#### PROVIDED INFORMATION
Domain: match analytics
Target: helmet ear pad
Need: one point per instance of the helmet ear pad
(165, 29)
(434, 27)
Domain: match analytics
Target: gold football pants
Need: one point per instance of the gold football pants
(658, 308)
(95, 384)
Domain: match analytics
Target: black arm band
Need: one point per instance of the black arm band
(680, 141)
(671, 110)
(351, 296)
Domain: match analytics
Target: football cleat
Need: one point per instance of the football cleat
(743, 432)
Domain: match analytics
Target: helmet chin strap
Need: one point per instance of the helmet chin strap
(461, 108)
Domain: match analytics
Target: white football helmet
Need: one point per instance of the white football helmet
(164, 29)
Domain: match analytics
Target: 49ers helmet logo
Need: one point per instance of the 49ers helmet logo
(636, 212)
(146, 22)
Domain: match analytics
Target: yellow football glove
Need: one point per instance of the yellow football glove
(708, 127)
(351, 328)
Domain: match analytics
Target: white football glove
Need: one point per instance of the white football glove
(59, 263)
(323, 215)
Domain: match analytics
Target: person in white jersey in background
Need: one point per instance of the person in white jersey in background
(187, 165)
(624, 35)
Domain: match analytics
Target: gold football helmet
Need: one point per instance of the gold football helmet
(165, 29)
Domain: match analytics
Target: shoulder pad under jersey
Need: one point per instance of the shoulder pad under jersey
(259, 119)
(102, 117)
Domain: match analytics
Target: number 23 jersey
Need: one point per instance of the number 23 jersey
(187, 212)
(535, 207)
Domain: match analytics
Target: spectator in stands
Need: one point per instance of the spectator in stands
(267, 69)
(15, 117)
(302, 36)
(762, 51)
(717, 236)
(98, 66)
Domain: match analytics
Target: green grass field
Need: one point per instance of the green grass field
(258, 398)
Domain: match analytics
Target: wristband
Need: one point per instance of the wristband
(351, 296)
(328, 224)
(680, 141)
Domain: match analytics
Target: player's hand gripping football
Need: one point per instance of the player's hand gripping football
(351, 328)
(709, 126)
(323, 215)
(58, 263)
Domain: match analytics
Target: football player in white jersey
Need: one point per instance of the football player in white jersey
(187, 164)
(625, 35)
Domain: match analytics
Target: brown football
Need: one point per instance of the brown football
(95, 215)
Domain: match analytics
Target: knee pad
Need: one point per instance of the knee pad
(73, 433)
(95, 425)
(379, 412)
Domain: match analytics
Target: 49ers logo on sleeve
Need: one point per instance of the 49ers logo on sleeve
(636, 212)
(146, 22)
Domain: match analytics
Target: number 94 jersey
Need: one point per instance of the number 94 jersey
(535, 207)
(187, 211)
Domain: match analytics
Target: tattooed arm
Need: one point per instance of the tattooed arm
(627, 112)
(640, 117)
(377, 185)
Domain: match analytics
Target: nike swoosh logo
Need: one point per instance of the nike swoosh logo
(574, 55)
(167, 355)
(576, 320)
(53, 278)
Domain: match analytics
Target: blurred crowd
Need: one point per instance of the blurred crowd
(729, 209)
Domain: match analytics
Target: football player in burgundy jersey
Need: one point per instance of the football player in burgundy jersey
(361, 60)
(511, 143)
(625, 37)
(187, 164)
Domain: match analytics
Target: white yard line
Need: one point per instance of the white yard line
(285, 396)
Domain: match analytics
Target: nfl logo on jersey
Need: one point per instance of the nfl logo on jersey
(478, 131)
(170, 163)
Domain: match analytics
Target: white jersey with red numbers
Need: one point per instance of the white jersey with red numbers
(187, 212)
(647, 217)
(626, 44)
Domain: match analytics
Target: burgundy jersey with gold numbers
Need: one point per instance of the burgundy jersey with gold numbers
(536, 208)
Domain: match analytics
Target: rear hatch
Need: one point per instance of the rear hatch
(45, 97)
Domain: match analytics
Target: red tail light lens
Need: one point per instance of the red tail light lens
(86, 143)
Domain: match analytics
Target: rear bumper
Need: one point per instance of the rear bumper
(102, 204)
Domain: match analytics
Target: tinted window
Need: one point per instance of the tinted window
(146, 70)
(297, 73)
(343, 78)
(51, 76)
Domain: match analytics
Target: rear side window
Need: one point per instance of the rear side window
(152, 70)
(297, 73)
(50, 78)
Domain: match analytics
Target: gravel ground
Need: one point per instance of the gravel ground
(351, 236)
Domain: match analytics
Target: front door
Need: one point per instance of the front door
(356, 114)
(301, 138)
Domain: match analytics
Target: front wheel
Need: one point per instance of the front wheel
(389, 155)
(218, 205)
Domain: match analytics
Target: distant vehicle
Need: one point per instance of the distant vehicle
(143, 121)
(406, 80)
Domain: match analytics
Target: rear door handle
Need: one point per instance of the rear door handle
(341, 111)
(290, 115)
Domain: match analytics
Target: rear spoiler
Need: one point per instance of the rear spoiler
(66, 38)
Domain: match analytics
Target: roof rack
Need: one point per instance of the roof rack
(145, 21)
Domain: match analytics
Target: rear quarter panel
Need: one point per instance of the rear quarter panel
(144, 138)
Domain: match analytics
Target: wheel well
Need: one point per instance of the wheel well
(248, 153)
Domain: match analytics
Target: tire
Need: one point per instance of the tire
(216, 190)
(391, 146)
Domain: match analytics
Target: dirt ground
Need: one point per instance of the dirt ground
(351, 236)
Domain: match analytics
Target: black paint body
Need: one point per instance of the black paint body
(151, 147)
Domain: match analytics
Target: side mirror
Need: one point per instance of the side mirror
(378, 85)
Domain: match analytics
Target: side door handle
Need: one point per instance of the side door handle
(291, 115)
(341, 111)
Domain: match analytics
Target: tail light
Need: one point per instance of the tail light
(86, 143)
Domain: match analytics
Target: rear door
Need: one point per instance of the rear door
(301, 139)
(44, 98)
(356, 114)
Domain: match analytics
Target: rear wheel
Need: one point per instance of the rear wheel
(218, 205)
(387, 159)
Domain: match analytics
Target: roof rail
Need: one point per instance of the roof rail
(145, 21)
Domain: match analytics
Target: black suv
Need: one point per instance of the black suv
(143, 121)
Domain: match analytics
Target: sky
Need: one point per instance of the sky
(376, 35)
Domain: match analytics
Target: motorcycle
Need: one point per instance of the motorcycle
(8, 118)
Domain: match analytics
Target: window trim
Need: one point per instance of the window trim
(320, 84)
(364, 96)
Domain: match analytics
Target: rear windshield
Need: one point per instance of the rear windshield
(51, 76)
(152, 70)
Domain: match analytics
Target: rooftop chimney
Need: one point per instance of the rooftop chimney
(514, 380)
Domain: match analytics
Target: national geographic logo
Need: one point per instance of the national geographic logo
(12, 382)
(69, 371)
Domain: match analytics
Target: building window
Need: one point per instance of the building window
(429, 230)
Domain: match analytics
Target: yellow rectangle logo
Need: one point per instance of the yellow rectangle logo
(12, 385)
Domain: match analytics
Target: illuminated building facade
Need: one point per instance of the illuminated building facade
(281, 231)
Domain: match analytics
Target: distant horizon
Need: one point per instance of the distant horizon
########
- **THE REQUEST**:
Transcribe each entry exactly.

- **RESPONSE**:
Domain: match analytics
Target: helmet ear pad
Need: one point per instance of the helmet ear pad
(165, 29)
(434, 27)
Domain: match analytics
Target: gold football pants
Need: one point per instance of the gold football pants
(658, 308)
(95, 384)
Domain: match analytics
Target: black arm band
Need: one point per instance of the black arm band
(680, 141)
(671, 110)
(351, 296)
Domain: match analytics
Target: football cleat
Need: one point per instance of the football cleat
(743, 432)
Domain: match analytics
Target: helmet chin strap
Need: one point per instance of the helmet chin strap
(461, 108)
Domain: match analytics
Target: white football helmet
Need: one point per instance of the white football helmet
(164, 29)
Domain: match analytics
Target: 49ers helmet logo
Need: one point per instance of the 49ers helmet logo
(636, 212)
(146, 22)
Domain: match analytics
Target: yellow football glove
Need: one point per instance of the yellow football glove
(708, 127)
(351, 328)
Domain: match analytics
Target: white football glove
Need: one point per instance of the white football glove
(59, 263)
(323, 215)
Domain: match analytics
Target: person in white jersey in background
Need: one point per instance of the person in white jersey in background
(187, 165)
(624, 35)
Domain: match analytics
Target: gold football helmet
Need: one point per instance of the gold football helmet
(165, 29)
Domain: match analytics
Target: shoulder pad under jersey
Need: one point per instance of the shoulder pad under jersey
(259, 119)
(102, 117)
Domain: match analytics
Target: number 23 jersey
Need: one point per instance of the number 23 jersey
(187, 212)
(535, 207)
Domain: match analytics
Target: spectator in stands
Need: one point per instance of the spectator in stands
(267, 69)
(15, 117)
(302, 36)
(762, 51)
(717, 236)
(98, 66)
Domain: match analytics
Target: green grass field
Need: one point per instance of the green grass field
(258, 398)
Domain: match analytics
Target: wristband
Need: one point per instance of the wristband
(351, 296)
(328, 224)
(680, 141)
Domain: match analytics
Target: player's hand gripping football
Need: one point per instance of the player's hand gripping football
(351, 328)
(709, 126)
(323, 215)
(58, 263)
Domain: match analytics
Target: football player in white jersey
Need: one point per instance of the football player in white jersey
(187, 164)
(625, 35)
Domain: match analytics
Target: brown football
Need: one point per instance of the brown football
(95, 215)
Domain: match analytics
Target: knee pad
Need: one point per instance of the knee pad
(73, 433)
(95, 425)
(379, 412)
Domain: match analytics
Target: 49ers logo on sleeve
Need: one point per instance of the 49ers logo on sleeve
(636, 212)
(146, 22)
Domain: match analytics
Target: number 94 jersey
Need: one point per instance of the number 94 jersey
(535, 207)
(187, 211)
Domain: match analytics
Target: tattooed arm
Need: one point per instance of the tattooed arm
(627, 112)
(640, 117)
(377, 185)
Domain: match analytics
Target: nike swoosh logo
Need: one point per instance of the nike swoosh logo
(574, 55)
(167, 355)
(576, 320)
(53, 278)
Domain: match analytics
Target: blurred crowd
Need: one point per instance of the blurred crowd
(729, 209)
Domain: match analytics
Target: football player in burgundy jersey
Need: one point per instance of the football player in burgundy jersey
(361, 60)
(511, 143)
(625, 37)
(187, 164)
Domain: match analytics
Target: white yard line
Need: one point per instance of the white yard line
(285, 396)
Domain: match analytics
Target: nfl logo on jersey
Need: one point per instance of the nfl logo on jersey
(478, 131)
(170, 163)
Domain: match analytics
Target: white jersey with red numbers
Need: one point per instance of the white jersey with red numbers
(187, 212)
(647, 217)
(626, 44)
Domain: match analytics
Target: burgundy jersey with gold numbers
Need: one point per instance of the burgundy jersey with gold numbers
(536, 208)
Domain: match analytics
Target: rear hatch
Need: one point per instance of the rear hatch
(45, 97)
Domain: match analytics
Target: red tail light lens
Need: one point per instance of the red tail light lens
(86, 143)
Domain: match analytics
Target: rear bumper
Need: one point per instance of the rear bumper
(102, 204)
Domain: match analytics
Target: tinted window
Need: one point per instance of the tinted window
(146, 70)
(297, 73)
(343, 78)
(51, 76)
Domain: match analytics
Target: rear side window
Need: one point per instance of the rear side window
(152, 70)
(297, 73)
(50, 78)
Domain: match analytics
Target: gravel ground
Need: one point per instance of the gravel ground
(351, 236)
Domain: match analytics
Target: front door
Need: one point per instance of the front door
(356, 114)
(301, 138)
Domain: match analytics
Target: front wheel
Need: one point per instance of the front wheel
(389, 155)
(218, 205)
Domain: match analytics
Target: distant vehicle
Need: one point per instance of the distant vehicle
(143, 121)
(406, 80)
Domain: match analytics
Target: rear door handle
Need: one point per instance of the rear door handle
(341, 111)
(290, 115)
Domain: match analytics
Target: rear spoiler
Need: one point per instance of the rear spoiler
(66, 38)
Domain: match analytics
Target: roof rack
Need: one point per instance of the roof rack
(145, 21)
Domain: match analytics
Target: rear quarter panel
Need: one point per instance of the rear quarter panel
(144, 138)
Domain: match analytics
Target: wheel well
Need: one point per instance of the wheel well
(248, 153)
Domain: match analytics
Target: tire
Need: one point per instance of the tire
(216, 190)
(391, 146)
Domain: match analytics
Target: dirt ground
Need: one point per instance of the dirt ground
(351, 236)
Domain: match analytics
Target: black paint body
Need: one point per instance of the black paint body
(151, 147)
Domain: match analytics
Target: side mirror
Need: one point per instance of the side mirror
(378, 85)
Domain: match analytics
Target: side door handle
Need: one point per instance of the side door handle
(291, 115)
(341, 111)
Domain: match analytics
Target: tail light
Need: one point per instance of the tail light
(86, 143)
Domain: match analytics
Target: rear door
Need: one point per instance of the rear door
(301, 139)
(44, 98)
(356, 114)
Domain: match analytics
Target: rear wheel
Need: one point per instance of the rear wheel
(218, 205)
(387, 159)
Domain: match analytics
Target: roof rail
Need: one point per instance of the roof rail
(145, 21)
Domain: match analytics
Target: black suv
Need: one point per instance of the black suv
(143, 121)
Domain: match analytics
Target: sky
Need: one point per instance of the sky
(376, 35)
Domain: match analytics
Target: motorcycle
Need: one point per instance of the motorcycle
(8, 118)
Domain: match analytics
Target: window trim
Need: one point per instance of the window trim
(320, 84)
(364, 96)
Domain: match analytics
Target: rear windshield
Need: one point per instance of the rear windshield
(51, 76)
(152, 70)
Domain: match analytics
Target: rooftop chimney
Need: one point per instance of the rooftop chimney
(514, 380)
Domain: match analytics
Target: national geographic logo
Need: one point per instance of the national geographic logo
(12, 382)
(69, 371)
Domain: match analytics
Target: building window
Need: one point per instance of the building window
(429, 230)
Domain: match analytics
Target: yellow rectangle logo
Need: one point per instance of the yellow rectangle logo
(12, 385)
Domain: match analytics
Target: illuminated building facade
Need: one point per instance of the illuminated building facade
(281, 231)
Domain: match analytics
Target: distant horizon
Need: one point per instance of the distant horizon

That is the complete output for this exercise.